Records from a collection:
————————

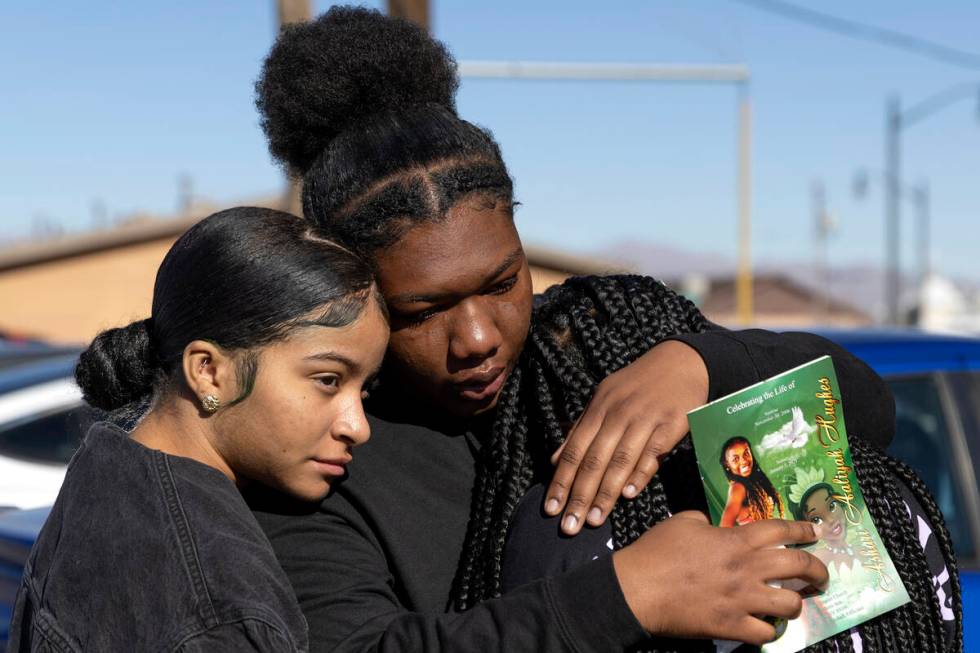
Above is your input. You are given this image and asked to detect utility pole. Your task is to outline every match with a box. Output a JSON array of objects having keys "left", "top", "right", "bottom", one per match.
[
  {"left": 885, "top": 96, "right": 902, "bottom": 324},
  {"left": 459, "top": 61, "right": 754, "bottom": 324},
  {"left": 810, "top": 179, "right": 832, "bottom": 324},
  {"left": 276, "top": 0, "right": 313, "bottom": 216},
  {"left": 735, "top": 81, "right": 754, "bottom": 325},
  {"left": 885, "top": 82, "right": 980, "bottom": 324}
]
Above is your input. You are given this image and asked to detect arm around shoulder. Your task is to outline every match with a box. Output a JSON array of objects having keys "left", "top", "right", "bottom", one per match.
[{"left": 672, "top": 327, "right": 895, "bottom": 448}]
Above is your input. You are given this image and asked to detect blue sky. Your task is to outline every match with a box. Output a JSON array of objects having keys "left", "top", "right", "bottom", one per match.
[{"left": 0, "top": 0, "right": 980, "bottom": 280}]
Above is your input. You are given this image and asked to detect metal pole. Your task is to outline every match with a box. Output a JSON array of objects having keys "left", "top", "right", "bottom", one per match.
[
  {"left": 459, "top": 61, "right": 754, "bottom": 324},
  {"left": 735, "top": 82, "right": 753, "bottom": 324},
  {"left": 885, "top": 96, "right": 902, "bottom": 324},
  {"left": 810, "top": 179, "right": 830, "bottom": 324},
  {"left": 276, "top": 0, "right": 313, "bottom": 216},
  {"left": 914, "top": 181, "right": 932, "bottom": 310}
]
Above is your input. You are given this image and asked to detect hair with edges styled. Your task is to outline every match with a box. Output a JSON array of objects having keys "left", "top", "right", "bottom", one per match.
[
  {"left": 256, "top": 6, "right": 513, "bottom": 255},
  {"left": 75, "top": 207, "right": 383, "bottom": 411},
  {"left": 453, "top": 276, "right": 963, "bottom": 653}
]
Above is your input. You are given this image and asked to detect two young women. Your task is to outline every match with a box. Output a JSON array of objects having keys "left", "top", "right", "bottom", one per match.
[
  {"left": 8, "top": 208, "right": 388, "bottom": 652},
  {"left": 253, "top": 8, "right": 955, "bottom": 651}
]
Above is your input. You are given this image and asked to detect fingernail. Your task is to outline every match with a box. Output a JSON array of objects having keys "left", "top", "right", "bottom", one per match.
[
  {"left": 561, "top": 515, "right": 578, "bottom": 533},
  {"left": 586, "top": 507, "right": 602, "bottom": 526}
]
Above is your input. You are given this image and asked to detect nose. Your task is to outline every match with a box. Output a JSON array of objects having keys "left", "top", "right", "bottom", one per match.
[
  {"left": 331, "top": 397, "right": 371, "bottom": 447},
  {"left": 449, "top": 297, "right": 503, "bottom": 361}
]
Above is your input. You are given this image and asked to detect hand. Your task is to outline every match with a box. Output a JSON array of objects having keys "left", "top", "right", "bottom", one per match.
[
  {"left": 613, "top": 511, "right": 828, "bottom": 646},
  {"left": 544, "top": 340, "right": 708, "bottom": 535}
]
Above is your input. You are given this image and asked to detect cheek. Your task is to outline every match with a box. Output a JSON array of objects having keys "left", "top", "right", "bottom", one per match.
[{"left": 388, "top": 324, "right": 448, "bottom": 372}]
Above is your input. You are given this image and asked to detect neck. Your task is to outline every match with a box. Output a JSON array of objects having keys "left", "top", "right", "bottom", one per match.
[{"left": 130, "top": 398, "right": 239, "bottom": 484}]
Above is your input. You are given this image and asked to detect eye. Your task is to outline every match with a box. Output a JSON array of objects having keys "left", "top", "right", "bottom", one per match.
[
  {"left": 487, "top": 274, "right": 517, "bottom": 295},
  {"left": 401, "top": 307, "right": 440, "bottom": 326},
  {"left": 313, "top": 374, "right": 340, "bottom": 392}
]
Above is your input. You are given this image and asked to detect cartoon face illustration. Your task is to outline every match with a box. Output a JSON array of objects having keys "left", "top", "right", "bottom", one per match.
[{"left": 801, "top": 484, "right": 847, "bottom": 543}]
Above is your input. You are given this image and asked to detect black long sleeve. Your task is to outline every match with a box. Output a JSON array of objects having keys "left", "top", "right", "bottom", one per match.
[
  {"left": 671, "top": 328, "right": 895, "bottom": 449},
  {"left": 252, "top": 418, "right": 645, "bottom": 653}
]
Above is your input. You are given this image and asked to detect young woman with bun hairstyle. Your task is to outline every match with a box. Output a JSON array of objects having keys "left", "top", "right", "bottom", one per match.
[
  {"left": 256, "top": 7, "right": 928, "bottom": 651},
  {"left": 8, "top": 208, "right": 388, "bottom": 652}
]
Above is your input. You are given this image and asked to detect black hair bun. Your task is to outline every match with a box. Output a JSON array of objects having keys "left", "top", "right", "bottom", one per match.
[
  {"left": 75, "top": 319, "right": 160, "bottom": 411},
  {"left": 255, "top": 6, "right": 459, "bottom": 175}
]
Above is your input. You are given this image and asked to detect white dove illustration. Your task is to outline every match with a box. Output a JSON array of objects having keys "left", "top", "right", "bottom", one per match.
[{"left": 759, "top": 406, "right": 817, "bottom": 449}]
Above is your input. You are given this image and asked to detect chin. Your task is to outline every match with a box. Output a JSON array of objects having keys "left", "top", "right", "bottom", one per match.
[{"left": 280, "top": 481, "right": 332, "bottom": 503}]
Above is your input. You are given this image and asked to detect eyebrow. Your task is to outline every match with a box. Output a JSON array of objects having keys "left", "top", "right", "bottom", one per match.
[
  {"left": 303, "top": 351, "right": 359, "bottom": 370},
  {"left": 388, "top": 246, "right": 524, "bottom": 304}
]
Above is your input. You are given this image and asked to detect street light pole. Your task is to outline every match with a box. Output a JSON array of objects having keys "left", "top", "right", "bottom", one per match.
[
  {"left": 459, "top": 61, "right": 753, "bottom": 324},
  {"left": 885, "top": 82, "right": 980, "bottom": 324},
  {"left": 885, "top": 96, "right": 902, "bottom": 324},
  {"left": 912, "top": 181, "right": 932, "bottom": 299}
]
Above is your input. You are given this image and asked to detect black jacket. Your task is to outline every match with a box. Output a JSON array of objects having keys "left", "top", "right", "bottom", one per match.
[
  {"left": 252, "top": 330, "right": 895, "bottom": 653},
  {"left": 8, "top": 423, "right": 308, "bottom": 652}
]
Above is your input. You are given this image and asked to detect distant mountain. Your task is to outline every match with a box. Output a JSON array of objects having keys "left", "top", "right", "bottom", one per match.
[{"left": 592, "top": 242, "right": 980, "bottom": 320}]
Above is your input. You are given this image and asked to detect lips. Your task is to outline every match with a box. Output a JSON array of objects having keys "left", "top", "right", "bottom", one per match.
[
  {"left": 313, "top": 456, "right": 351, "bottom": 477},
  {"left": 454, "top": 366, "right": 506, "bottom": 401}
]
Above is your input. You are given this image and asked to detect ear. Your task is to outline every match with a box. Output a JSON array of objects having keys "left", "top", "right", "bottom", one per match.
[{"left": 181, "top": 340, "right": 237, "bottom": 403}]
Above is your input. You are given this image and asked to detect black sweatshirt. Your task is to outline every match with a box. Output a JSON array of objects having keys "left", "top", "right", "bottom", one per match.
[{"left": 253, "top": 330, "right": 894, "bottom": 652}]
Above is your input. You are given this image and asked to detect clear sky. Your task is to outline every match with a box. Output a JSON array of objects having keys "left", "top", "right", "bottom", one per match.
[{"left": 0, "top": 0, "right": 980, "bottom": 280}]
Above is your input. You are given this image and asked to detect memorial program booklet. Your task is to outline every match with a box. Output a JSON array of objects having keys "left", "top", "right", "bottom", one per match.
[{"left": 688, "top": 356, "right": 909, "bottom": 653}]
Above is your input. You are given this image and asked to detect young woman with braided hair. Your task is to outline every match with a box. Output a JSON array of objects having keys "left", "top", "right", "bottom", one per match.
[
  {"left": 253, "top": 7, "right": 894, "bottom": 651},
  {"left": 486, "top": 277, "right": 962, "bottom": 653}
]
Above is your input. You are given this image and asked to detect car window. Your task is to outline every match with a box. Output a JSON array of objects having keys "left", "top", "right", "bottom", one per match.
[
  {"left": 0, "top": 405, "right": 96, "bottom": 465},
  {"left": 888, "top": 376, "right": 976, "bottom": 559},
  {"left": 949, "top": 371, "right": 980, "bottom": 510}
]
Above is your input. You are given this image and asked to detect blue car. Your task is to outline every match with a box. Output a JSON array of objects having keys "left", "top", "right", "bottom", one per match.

————————

> What is asked: Gather every line of the listing above that contains the word "nose", and copy each of those lines in full.

> Exercise response:
Above is your input. You are given this image and asked to detect nose. Your task is to outline every match with a box. Output a JSON array of objects having keys "left", "top", "right", "bottom", one per match.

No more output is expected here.